What is needed >> Write out the entries below once more, exactly.

Data for this exercise >>
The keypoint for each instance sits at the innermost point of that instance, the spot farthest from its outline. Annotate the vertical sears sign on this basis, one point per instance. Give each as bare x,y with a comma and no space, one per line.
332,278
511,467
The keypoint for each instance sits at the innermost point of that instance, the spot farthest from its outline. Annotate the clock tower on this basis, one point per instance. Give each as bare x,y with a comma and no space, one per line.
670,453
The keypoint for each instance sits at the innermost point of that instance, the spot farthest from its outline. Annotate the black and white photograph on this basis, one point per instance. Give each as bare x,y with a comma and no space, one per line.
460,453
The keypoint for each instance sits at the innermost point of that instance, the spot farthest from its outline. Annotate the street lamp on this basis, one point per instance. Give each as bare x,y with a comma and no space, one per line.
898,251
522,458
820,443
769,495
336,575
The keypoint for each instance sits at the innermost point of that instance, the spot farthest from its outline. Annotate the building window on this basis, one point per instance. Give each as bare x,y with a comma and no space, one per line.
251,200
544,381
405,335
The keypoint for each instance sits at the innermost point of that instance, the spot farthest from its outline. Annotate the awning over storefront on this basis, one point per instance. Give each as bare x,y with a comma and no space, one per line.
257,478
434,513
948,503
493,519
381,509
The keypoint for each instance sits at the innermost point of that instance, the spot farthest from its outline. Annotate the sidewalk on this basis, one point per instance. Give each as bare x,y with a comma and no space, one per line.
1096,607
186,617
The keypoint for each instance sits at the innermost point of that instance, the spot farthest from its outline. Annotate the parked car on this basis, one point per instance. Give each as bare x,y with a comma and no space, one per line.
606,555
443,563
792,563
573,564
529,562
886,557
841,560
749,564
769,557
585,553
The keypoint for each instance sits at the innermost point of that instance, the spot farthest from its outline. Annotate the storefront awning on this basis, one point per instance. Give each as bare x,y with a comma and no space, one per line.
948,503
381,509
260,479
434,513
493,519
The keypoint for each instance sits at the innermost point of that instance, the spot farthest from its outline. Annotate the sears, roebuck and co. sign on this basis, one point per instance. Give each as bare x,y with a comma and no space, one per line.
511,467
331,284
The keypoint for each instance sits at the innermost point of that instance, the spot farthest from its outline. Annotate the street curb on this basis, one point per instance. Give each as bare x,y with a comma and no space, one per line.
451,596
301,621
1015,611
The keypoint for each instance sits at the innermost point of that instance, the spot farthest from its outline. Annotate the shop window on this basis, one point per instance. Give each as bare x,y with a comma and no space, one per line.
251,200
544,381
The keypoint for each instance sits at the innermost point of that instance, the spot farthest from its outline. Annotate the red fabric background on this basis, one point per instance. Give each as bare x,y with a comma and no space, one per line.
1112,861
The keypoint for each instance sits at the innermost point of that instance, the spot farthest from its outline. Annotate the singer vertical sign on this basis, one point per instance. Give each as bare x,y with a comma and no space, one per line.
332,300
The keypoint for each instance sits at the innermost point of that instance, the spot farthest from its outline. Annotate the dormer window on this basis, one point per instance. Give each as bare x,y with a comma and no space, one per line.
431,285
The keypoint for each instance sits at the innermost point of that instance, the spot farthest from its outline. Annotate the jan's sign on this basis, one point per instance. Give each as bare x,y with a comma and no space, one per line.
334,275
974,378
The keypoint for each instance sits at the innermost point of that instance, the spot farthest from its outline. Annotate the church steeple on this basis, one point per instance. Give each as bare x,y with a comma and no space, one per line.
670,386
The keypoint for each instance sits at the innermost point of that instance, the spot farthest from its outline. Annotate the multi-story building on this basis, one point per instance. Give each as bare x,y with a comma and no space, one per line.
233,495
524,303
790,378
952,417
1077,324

Answer to the exercise >>
The keypoint for each instance sits at the innermost point of that instance, the spot farthest from its outline. Annotate the vertical sears sign on this basis, one point per instance. Give each as bare x,y with a comma and no space, one per line.
332,278
511,467
The keypoint for each instance sits at the innermost point of that instance, the spot farthest from its outline. Annotate the clock tower on this basis, one point per instance. Give each as bare x,y with a comma and no space, one per line.
670,453
The keypoint for each instance sits at the innermost point of that instance, the spot farthest from its outline. Annotate the black and white photograph on this basis, one point per instance. Give each as bare x,y with a comma and no space, one per line.
460,453
The keypoint for each instance sits at the innermost point of that instance, the spot farthest from its outline. Annotate the street lamp on this basis, one point per instance. Give each as bare x,y with a comma and no space, one per line.
898,251
522,458
820,443
769,495
336,575
The keypoint for each instance sits at the innermost point of that instance, the spot farthest from its outline. Annotate the building window on this basis, one point per instance. Give each as bare x,y with a comma and no space, one per line.
251,200
544,381
405,335
The keypoint for each instance sits at the innermost point of that instance, the spot farthest from its outline. Annotate the awning over storefront on this basis, one point per instance. Give each as bare x,y with a comma and no space, one per line.
257,478
434,513
948,503
493,519
381,509
The keypoint for each instance sits at the innermost point of that instance, the spot farthest from its outline. Annotate the sidewalk on this basis, one point per instance. Give each as bare x,y with a comma and no space, one per line.
1096,607
186,617
The keypoint for each instance sits at the innermost point of that instance, the spot farthest from its outline. Annotate the parked car on this basis, one point per instance. Give each as bare x,y with a comma and no space, one per line.
606,555
443,563
792,563
573,564
529,562
886,557
841,560
749,564
769,557
585,553
The keypoint for each instance sits at the innermost point of that instance, the spot farthest from its outline. Annotate the storefront awning on this basis, one point per instance. Give each as bare x,y with a comma and no space, one per line.
948,503
381,509
260,479
434,513
493,519
The keypoint for each instance sits at the innermost point of that instance, the spot farthest from its outline. Annotate the sears, roebuck and co. sign on this basis, one point per instance. Give each as bare x,y with a comma and no space, one per line.
511,467
331,284
The keypoint for each instance sits at the innermost point of that instance, the spot farthest from its outline. Annotate the street curb on this basis, one point per instance. Give each as bare x,y with a comma and no space, one per line.
451,596
301,621
1015,611
The keypoint for each instance sits at the innermost point of that instance, the spot farthest from its outline. Annotate the shop window on this basis, one point per instance. Give each as bare x,y with a comma and no space, one per line.
251,200
544,381
The keypoint for each instance sits at the innermost point of that instance, the spot farthest from its outline. Annotate the red fabric background on this basis, one point per instance. Give each as bare x,y with a comma and no space, one per line.
1112,861
The keypoint for each instance sits at the innermost point of that instance, the spot farthest from its outline. Annotate the singer vertical sign on this basis, one point per instance. Give each as bare x,y with a comma and no space, one per line.
332,300
The keypoint for each instance sits at the innermost point of that instance, the spot farthest from its outline. Annotate the dormer window on this basis, one point per instance. Give each as bare x,y with a comma and no space, one per line.
431,285
The keypoint for each instance sits at the innermost point of that instance, the spot farthest from its outline. Annotate the jan's sign on this basis, one point per instance. Give each as bare x,y with a comma and no space, one per line.
334,275
974,378
The keypoint for each instance sits at the innermost point of that instance, the spot farthest from its outline. Annotate the church steeple on this basis, one point per instance. Give each as bare x,y with a comma and no space, one per line.
670,386
The keypoint for each instance sits at the innermost point of that instance, the spot farthest from its outline. Annotate the multi-story building on this basis, one point per instance. Give each as bare x,y with a comma and no space, one per line.
233,495
524,303
790,378
952,417
1077,324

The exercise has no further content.